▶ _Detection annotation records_
******
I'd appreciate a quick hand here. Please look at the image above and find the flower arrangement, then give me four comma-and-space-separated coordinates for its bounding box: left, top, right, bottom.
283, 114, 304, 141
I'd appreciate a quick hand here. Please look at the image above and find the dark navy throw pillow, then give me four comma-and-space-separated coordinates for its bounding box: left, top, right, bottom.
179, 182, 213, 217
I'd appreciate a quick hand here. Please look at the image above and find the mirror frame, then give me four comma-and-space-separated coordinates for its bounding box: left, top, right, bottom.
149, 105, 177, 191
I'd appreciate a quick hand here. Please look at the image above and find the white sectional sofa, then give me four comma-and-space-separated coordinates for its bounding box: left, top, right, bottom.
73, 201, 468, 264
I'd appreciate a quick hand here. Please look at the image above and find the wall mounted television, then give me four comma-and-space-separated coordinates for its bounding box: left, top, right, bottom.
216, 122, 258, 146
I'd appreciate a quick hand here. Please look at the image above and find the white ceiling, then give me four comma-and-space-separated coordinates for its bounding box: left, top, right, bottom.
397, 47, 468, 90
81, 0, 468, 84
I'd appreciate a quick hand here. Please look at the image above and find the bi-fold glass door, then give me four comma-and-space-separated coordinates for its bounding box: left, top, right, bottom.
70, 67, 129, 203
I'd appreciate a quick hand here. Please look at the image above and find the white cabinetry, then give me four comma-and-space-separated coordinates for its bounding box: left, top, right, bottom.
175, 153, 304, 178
******
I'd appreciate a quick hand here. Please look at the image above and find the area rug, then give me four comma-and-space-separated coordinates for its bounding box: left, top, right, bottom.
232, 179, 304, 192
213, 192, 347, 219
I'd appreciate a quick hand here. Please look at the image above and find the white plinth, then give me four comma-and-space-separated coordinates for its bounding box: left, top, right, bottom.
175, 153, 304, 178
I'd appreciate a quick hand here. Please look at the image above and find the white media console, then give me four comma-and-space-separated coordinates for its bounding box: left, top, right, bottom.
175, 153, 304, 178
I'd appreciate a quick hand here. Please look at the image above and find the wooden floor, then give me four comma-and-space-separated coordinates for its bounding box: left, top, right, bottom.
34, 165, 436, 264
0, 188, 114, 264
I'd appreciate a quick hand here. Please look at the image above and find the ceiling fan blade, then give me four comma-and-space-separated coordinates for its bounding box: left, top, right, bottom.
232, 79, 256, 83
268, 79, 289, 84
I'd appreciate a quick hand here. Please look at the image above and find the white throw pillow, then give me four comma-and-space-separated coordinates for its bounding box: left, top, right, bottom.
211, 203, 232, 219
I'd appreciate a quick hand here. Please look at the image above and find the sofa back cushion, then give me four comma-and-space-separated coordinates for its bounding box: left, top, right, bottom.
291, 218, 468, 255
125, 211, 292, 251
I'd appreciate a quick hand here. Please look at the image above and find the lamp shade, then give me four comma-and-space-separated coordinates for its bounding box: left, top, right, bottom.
******
▶ _Exercise brief_
Would you repeat, word for word, the lines above from the line with "find the flower" to the line with "149, 105, 177, 191", both included?

▶ _Final result_
I'd appreciate a quick hand here. Please look at the image above and find the flower arrangement, then give me four comma-and-space-separated coordinates for its bounding box: left, top, right, bottom.
283, 114, 304, 141
I'd appreciate a quick hand here. Please look at the image above and find the dark navy throw pillow, then give me four comma-and-space-separated coordinates for its bounding box: left, top, right, bottom.
179, 182, 213, 217
I'd appreciate a quick hand here. Please look at the image above and find the mirror frame, then give me four comma-and-space-separated coordinates for its bounding box: left, top, right, bottom.
149, 105, 177, 191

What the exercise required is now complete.